Copy word for word the part of the passage on India starting with "The majority of" and going on through "lifeless putrescent mass.".

Document passage:
*****
Those whose only aim is to barter the energies of life for gold, or name, or any other enjoyment; those to whom the tramp of embattled cohorts is the only manifestation of power; those to whom the enjoyments of the senses are the only bliss that life can give - to these, India will ever appear as an immense desert whose every blast is deadly to the development of life, as it is known by them.

But to those whose thirst for life has been quenched for ever by drinking from the stream of immortality that flows from far away beyond the world of the senses, whose souls have cast away - as a serpent its slough - the threefold bandages of lust, gold, and fame, who, from their height of calmness, look with love and compassion upon the petty quarrels and jealousies and fights for little gilded puff-balls, filled with dust, called "enjoyment" by those under a sensebondage; to those whose accumulated force of past good deeds has caused the scales of ignorance to fall off from their eyes, making them see through the vanity of name and form - to such wheresoever they be, India, the motherland and eternal mine of spirituality, stands transfigured, a beacon of hope to everyone in search of Him who is the only real Existence in a universe of vanishing shadows.

The majority of mankind can only understand power when it is presented to them in a concrete form, fitted to their perceptions. To them, the rush and excitement of war, with its power and spell, is something very tangible, and any manifestation of life that does not come like a whirlwind, bearing down everything before it, is to them as death. And India, for centuries at the feet of foreign conquerors, without any idea or hope of resistance, without the least solidarity among its masses, without the least idea of patriotism, must needs appear to such, as a land of rotten bones, a lifeless putrescent mass.

It is said - the fittest alone survive. How is it, then, that this most unfitted of all races, according to commonly accepted ideas, could bear the most awful misfortunes that ever befall a race, and yet not show the least signs of decay? How is it that, while the multiplying powers of the so-called vigorous and active races are dwindling every day, the immoral (?) Hindu shows a power of increase beyond them all? Great laurels are due, no doubt, to those who can deluge the world with blood at a moment's notice; great indeed is the glory of those who, to keep up a population of a few millions in plenty, have to starve half the population of the earth, but is no credit due to those who can keep hundreds of millions in peace and plenty, without snatching the bread from the mouth of anyone else? Is there no power displayed in bringing up and guiding the destinies of countless millions of human beings, through hundreds of centuries, without the least violence to others?

The mythologists of all ancient races supply us with fables of heroes whose life was concentrated in a certain small portion of their bodies, and until that was touched they remained invulnerable. It seems as if each nation also has such a peculiar centre of life, and so long as that remains untouched, no amount of misery and misfortune can destroy it.
*****
Dataset content:
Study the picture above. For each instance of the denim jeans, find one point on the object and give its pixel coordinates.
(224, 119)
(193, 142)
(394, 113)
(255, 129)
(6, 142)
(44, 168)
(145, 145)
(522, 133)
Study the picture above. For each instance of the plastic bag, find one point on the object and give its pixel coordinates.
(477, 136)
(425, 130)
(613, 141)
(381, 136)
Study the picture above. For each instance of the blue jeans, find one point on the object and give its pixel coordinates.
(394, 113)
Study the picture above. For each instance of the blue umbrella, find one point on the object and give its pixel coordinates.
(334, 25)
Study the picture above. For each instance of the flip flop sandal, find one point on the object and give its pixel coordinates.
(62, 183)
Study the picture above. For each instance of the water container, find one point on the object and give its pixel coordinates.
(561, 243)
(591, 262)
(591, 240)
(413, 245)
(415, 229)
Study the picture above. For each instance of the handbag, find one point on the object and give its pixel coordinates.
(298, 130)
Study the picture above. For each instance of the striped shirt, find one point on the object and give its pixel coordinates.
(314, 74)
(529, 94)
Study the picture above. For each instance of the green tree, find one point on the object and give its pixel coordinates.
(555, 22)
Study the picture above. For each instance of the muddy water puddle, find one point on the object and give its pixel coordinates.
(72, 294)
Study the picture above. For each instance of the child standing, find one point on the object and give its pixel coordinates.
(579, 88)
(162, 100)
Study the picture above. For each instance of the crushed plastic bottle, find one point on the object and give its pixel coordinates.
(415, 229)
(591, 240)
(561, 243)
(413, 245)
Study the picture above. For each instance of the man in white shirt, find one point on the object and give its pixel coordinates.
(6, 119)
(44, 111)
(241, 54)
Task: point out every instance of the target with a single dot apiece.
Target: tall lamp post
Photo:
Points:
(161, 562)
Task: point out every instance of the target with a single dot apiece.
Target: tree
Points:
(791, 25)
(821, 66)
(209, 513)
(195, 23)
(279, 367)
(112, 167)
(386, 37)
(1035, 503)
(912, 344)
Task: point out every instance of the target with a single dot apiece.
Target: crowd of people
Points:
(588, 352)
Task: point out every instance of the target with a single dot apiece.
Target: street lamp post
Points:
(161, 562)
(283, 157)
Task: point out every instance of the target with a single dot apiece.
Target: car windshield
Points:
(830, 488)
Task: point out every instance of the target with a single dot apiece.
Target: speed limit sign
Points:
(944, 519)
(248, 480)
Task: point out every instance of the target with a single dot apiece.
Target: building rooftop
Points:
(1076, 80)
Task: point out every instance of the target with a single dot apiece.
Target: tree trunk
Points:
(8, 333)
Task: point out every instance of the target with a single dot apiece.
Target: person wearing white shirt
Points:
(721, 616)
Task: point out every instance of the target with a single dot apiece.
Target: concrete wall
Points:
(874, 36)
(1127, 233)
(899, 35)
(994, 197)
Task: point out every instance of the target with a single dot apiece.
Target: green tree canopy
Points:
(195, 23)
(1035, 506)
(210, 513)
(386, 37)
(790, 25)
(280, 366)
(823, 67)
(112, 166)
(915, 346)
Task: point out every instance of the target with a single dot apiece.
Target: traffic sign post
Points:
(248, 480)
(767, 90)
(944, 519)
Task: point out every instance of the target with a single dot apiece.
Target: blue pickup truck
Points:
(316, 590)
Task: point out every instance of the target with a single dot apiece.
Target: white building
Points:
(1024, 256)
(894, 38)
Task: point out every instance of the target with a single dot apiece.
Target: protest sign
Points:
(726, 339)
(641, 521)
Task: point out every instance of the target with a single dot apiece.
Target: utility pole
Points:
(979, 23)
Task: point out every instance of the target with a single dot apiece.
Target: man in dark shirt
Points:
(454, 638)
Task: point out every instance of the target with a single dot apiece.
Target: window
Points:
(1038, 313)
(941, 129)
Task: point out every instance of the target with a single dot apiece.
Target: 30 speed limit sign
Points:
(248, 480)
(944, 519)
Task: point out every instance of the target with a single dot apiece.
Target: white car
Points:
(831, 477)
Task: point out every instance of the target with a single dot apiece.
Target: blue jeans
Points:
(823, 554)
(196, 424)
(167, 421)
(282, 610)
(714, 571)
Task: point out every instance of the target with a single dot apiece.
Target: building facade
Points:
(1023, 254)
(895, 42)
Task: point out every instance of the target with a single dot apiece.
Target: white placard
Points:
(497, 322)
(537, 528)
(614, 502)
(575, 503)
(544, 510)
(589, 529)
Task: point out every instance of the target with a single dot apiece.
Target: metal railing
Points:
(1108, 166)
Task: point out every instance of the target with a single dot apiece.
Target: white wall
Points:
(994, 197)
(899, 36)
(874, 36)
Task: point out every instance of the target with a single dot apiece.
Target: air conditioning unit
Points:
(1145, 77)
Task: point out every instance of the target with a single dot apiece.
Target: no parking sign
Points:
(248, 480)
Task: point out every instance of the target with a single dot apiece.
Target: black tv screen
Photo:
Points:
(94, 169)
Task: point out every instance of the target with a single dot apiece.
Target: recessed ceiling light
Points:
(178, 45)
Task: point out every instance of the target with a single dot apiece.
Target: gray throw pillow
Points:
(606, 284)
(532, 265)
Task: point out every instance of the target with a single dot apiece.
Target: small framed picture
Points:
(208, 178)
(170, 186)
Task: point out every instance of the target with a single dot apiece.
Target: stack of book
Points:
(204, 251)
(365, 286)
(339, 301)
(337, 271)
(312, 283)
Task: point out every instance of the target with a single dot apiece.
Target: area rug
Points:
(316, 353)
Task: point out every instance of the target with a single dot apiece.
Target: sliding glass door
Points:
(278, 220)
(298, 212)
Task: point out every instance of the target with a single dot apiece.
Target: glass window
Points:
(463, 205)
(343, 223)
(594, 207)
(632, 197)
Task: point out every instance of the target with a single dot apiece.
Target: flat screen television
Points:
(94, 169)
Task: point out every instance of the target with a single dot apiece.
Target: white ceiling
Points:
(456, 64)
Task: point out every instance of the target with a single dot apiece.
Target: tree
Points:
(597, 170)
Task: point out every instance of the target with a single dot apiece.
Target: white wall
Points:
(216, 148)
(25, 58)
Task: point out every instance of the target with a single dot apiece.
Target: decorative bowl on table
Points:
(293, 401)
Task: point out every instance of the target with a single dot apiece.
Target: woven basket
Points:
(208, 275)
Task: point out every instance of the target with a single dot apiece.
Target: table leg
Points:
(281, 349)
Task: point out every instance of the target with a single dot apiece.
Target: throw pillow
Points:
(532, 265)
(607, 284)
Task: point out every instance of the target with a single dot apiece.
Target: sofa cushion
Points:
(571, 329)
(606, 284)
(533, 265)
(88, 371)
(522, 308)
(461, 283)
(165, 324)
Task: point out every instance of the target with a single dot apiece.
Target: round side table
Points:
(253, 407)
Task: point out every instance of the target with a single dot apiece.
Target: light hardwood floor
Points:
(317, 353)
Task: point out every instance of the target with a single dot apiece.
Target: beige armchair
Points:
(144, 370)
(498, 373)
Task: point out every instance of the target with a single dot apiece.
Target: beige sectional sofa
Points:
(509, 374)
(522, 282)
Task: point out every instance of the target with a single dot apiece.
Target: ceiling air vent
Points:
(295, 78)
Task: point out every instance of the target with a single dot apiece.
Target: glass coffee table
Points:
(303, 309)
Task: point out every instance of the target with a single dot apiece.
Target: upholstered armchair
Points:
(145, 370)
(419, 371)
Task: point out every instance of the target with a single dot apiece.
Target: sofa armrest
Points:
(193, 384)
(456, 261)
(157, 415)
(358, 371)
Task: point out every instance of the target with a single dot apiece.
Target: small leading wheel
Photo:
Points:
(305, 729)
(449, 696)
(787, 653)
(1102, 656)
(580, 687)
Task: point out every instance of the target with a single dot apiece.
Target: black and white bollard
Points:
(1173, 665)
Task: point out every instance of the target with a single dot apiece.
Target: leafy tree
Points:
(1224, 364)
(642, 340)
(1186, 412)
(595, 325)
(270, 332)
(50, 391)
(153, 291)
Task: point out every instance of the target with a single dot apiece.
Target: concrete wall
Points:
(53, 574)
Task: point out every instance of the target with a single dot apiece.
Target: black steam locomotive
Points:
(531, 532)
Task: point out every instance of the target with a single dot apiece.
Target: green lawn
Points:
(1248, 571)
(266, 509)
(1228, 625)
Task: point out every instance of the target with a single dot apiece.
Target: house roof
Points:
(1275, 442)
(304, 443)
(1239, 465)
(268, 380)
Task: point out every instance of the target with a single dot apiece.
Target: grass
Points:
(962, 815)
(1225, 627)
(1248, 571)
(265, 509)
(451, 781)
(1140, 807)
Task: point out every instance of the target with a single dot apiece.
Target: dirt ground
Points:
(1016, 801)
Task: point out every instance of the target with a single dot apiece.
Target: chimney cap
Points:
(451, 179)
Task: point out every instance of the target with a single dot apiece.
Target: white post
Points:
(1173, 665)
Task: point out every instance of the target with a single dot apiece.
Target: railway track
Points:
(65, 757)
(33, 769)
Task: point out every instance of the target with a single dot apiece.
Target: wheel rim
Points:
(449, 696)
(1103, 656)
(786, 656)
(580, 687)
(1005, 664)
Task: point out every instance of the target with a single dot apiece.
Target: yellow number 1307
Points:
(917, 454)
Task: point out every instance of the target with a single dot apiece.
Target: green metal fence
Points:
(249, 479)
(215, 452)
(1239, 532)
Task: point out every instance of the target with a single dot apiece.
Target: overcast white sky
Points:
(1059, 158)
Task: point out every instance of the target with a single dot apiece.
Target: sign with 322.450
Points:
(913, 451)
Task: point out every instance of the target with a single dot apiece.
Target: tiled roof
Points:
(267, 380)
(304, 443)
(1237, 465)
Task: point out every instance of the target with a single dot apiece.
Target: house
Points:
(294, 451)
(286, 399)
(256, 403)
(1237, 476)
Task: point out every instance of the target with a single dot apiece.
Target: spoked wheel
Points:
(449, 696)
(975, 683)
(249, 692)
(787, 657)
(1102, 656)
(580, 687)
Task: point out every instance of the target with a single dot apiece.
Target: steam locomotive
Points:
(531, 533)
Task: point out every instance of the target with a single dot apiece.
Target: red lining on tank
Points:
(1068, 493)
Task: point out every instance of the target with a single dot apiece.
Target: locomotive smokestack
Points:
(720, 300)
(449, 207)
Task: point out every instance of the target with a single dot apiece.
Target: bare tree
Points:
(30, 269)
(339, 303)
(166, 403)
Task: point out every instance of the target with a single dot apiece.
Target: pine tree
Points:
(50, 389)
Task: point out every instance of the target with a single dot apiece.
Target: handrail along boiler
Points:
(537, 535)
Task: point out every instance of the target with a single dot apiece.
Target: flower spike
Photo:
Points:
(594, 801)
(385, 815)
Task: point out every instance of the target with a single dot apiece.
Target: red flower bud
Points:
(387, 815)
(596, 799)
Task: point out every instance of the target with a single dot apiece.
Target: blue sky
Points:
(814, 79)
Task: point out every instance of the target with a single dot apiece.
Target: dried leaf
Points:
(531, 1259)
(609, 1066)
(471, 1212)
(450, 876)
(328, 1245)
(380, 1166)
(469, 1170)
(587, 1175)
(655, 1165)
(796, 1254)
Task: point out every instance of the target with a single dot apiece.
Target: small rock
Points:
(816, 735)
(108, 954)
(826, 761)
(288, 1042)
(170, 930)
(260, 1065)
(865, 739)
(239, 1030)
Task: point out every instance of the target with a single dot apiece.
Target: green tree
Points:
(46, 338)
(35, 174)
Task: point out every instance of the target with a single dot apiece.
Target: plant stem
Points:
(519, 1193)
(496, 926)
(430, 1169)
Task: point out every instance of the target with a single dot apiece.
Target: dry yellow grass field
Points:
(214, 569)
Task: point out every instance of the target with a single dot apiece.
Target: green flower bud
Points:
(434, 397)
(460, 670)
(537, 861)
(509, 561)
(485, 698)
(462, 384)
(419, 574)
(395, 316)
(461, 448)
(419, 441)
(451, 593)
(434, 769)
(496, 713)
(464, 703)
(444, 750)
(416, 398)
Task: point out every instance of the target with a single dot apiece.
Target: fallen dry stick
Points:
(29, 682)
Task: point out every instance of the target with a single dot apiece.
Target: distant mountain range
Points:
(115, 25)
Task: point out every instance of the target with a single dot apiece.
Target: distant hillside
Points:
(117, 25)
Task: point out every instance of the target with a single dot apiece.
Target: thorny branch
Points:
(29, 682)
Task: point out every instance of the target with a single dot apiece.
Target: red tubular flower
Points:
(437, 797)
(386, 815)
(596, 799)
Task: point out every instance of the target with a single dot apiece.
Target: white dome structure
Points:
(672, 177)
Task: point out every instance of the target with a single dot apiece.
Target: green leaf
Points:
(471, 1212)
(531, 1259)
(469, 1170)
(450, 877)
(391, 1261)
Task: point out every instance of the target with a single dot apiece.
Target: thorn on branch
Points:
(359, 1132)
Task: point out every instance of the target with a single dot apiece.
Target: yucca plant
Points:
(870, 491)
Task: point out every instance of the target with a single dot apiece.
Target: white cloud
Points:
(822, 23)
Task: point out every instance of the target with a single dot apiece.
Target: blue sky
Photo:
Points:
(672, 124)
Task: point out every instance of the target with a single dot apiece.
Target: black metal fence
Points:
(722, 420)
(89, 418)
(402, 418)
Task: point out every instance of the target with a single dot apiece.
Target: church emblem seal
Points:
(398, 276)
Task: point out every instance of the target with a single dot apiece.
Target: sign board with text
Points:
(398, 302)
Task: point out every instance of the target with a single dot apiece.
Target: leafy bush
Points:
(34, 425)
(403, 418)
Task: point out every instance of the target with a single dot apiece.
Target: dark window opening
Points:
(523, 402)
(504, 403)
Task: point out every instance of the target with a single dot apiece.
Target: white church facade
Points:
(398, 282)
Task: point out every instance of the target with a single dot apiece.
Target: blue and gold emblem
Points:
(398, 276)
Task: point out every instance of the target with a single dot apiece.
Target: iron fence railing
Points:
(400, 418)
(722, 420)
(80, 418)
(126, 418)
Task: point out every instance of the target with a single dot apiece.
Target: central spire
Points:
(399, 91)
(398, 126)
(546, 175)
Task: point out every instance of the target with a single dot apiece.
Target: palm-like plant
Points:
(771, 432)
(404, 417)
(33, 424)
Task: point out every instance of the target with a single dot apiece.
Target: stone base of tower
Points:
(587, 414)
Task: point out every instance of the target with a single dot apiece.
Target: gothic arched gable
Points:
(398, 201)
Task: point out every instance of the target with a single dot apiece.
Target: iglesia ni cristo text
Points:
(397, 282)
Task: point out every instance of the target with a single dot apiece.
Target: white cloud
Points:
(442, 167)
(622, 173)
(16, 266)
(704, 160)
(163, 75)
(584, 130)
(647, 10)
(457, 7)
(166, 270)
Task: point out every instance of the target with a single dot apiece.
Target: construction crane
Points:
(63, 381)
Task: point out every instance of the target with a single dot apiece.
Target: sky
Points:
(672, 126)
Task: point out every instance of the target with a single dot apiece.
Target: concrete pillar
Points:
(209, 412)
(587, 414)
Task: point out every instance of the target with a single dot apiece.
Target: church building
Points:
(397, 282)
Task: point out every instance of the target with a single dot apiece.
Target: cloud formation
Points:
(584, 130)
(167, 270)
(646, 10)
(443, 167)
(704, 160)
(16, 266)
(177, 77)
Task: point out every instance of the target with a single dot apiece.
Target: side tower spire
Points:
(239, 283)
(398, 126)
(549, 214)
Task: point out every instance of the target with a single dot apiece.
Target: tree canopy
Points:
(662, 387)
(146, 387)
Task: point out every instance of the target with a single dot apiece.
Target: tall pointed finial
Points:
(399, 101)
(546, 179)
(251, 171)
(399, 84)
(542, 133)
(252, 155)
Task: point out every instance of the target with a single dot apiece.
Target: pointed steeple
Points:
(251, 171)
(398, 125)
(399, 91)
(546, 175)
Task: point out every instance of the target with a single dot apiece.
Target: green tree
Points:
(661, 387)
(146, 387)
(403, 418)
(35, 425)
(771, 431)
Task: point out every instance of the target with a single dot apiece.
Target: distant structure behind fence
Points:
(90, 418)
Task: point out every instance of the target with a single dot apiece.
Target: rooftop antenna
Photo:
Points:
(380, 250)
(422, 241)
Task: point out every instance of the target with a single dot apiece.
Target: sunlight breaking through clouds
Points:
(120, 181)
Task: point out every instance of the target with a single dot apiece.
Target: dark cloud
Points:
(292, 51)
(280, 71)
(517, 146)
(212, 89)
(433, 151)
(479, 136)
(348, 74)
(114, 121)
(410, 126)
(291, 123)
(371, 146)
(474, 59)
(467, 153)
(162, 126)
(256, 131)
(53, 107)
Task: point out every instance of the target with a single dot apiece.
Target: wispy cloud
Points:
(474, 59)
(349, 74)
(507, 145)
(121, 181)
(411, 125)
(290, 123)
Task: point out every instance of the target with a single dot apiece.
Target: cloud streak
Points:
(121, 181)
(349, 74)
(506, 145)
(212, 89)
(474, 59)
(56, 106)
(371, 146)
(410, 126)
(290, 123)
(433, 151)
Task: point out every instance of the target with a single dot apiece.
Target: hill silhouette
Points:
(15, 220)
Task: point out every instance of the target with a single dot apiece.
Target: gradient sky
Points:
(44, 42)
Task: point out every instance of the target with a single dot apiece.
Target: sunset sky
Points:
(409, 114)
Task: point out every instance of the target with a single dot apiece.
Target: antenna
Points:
*****
Task solution:
The majority of mankind can only understand power when it is presented to them in a concrete form, fitted to their perceptions. To them, the rush and excitement of war, with its power and spell, is something very tangible, and any manifestation of life that does not come like a whirlwind, bearing down everything before it, is to them as death. And India, for centuries at the feet of foreign conquerors, without any idea or hope of resistance, without the least solidarity among its masses, without the least idea of patriotism, must needs appear to such, as a land of rotten bones, a lifeless putrescent mass.